Task inputs =
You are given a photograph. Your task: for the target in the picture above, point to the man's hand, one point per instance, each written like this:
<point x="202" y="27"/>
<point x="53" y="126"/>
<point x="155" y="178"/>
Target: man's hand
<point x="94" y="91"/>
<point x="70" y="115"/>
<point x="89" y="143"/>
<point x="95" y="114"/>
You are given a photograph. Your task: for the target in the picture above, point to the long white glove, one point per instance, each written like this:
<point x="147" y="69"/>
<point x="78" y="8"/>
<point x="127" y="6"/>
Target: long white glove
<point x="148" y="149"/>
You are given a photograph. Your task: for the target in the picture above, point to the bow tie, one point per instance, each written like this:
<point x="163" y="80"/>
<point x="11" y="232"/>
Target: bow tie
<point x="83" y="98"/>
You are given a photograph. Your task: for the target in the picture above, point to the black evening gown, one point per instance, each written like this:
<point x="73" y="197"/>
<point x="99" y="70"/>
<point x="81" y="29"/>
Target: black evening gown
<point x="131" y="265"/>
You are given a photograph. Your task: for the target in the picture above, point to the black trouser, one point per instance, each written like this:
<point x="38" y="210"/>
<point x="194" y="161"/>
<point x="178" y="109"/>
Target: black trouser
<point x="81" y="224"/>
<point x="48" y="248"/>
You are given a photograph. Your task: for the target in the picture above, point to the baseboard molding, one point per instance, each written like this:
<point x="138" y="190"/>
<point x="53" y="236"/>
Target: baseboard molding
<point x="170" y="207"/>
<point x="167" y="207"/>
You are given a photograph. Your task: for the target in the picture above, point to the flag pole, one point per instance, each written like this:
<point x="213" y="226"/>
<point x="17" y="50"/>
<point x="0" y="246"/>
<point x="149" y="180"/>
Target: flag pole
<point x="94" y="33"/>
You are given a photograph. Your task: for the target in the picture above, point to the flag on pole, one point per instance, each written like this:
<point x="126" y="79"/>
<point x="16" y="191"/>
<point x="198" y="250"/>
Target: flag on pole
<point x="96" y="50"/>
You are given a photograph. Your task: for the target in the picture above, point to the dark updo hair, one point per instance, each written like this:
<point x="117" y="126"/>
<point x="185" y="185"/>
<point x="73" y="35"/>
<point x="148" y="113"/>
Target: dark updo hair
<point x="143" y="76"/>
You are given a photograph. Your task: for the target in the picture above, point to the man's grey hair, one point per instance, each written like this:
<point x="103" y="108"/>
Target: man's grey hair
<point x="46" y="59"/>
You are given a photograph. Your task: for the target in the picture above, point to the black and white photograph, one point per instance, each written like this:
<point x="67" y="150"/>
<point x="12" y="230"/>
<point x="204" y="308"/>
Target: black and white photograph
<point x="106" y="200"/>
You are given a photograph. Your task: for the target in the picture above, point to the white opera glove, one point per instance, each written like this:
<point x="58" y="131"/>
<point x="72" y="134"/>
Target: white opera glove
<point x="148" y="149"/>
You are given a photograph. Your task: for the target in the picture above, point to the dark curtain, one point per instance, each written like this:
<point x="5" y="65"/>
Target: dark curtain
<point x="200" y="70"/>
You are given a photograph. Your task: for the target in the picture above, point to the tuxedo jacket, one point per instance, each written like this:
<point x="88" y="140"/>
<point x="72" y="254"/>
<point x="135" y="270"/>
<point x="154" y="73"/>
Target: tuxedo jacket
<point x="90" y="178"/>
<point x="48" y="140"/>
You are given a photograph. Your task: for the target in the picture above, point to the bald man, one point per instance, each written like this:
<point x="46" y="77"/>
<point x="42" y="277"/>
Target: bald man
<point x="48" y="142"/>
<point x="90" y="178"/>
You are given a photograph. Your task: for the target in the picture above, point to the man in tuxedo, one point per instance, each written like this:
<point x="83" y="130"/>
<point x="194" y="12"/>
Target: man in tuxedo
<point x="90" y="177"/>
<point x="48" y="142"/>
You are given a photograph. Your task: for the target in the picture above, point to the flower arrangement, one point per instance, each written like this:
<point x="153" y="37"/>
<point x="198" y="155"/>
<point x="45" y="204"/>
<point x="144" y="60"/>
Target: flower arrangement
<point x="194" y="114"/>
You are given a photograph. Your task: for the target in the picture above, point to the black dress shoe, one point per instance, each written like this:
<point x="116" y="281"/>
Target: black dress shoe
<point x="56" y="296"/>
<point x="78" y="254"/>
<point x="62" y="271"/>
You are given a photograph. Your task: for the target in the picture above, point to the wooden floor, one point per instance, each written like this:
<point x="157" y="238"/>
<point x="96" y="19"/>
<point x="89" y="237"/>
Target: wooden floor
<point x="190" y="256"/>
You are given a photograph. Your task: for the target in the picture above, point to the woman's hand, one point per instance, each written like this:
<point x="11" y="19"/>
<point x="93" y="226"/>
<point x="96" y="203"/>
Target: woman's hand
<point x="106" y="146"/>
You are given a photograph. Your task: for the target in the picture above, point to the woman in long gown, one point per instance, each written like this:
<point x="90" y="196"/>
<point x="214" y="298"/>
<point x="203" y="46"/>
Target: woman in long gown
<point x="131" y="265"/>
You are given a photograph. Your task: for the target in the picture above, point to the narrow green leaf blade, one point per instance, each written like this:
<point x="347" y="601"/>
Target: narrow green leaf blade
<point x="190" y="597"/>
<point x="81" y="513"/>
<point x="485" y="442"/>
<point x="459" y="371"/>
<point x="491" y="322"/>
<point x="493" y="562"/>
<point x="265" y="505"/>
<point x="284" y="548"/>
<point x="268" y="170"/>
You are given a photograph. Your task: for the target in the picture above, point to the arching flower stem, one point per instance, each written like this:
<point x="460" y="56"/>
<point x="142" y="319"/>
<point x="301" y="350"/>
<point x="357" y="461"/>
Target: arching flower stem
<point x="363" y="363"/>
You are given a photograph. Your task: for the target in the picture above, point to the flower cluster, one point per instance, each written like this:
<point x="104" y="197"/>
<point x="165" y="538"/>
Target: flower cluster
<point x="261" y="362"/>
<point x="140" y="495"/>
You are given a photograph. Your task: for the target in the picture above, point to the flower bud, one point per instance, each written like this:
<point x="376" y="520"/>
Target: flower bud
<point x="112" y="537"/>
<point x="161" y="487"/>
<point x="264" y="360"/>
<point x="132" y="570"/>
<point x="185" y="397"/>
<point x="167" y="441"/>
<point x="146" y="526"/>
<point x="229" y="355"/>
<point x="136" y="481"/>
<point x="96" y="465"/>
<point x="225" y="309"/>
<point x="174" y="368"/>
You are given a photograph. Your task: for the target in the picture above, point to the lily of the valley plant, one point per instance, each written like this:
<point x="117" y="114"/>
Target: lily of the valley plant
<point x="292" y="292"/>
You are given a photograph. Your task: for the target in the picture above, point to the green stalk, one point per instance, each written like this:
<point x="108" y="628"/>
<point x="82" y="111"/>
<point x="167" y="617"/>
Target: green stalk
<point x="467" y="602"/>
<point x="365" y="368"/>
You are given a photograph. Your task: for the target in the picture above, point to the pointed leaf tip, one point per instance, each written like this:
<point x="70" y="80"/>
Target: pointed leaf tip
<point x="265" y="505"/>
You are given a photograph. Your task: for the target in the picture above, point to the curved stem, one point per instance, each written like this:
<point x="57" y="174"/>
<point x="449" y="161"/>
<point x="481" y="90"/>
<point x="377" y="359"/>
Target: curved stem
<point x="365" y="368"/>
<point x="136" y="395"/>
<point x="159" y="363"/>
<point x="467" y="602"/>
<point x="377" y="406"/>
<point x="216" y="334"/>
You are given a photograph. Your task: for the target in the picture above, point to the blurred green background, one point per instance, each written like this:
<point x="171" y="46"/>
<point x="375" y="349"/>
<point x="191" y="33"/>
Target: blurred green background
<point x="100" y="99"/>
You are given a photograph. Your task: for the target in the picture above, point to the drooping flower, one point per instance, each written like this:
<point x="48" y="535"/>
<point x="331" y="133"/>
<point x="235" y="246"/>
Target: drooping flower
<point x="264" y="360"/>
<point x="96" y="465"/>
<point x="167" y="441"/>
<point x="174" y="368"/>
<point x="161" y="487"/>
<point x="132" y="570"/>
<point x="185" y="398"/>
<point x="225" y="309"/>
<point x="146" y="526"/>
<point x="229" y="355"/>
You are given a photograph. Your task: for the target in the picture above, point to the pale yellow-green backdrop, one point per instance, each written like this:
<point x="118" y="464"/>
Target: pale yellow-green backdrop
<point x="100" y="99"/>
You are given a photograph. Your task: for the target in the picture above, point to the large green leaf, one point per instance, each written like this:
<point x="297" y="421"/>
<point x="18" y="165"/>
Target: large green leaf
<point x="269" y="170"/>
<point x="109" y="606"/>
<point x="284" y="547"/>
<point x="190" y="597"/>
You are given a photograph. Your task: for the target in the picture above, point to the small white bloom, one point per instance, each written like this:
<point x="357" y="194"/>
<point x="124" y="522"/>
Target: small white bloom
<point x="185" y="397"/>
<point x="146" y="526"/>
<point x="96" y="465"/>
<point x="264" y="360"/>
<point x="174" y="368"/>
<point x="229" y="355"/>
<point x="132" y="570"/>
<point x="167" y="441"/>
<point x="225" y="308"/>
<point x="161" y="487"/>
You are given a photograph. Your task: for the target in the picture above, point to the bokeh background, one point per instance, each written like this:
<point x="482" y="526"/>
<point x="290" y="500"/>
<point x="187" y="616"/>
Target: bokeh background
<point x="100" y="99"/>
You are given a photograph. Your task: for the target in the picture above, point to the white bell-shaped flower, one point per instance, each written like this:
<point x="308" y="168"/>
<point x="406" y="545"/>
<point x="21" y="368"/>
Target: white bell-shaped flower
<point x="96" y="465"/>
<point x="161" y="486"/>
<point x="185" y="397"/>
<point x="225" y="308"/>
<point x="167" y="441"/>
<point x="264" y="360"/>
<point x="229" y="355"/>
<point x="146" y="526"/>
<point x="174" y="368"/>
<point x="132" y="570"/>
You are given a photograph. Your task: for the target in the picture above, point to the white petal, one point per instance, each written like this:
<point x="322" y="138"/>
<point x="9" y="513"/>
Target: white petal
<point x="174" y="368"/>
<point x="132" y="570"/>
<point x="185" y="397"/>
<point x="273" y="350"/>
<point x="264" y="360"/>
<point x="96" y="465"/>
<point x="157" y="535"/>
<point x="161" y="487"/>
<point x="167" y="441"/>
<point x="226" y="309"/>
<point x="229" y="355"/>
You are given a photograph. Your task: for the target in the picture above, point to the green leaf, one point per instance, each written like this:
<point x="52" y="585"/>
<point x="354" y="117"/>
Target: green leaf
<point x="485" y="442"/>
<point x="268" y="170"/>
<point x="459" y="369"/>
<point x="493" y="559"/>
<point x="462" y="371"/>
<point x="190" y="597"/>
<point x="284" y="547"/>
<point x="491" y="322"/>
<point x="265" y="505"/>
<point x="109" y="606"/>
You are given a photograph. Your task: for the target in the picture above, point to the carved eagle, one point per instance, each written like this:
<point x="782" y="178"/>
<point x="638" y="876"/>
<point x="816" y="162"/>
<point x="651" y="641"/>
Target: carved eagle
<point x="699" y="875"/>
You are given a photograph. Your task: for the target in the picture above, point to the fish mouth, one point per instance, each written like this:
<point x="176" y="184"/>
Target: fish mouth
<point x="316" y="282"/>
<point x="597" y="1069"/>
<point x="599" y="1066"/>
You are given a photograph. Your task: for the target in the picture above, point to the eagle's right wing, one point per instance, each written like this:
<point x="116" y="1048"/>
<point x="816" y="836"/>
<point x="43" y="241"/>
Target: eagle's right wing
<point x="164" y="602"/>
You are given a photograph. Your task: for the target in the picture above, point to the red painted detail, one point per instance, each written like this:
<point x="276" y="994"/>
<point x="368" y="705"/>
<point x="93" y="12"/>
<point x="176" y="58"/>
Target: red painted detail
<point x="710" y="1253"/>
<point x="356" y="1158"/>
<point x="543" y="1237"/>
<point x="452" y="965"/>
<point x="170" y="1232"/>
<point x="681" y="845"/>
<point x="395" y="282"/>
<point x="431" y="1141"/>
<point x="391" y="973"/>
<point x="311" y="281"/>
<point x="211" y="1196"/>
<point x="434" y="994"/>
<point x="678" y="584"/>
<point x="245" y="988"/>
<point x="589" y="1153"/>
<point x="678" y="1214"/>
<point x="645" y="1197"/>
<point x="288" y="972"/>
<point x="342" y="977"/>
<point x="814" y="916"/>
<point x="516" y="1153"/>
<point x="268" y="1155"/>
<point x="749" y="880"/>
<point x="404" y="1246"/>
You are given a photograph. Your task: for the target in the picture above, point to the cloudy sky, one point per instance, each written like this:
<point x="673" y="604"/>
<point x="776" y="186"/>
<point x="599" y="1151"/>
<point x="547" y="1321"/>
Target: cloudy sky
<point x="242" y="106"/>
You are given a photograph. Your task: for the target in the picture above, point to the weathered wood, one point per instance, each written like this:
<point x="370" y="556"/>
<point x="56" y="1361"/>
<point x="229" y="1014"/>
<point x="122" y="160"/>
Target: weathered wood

Work to be completed = Each line in the material with "weathered" in it must be reported.

Response to the exercise =
You are given a photograph. Your task: for the target in the picture above, point to the weathered wood, one point per instance, each written like this:
Target: weathered wood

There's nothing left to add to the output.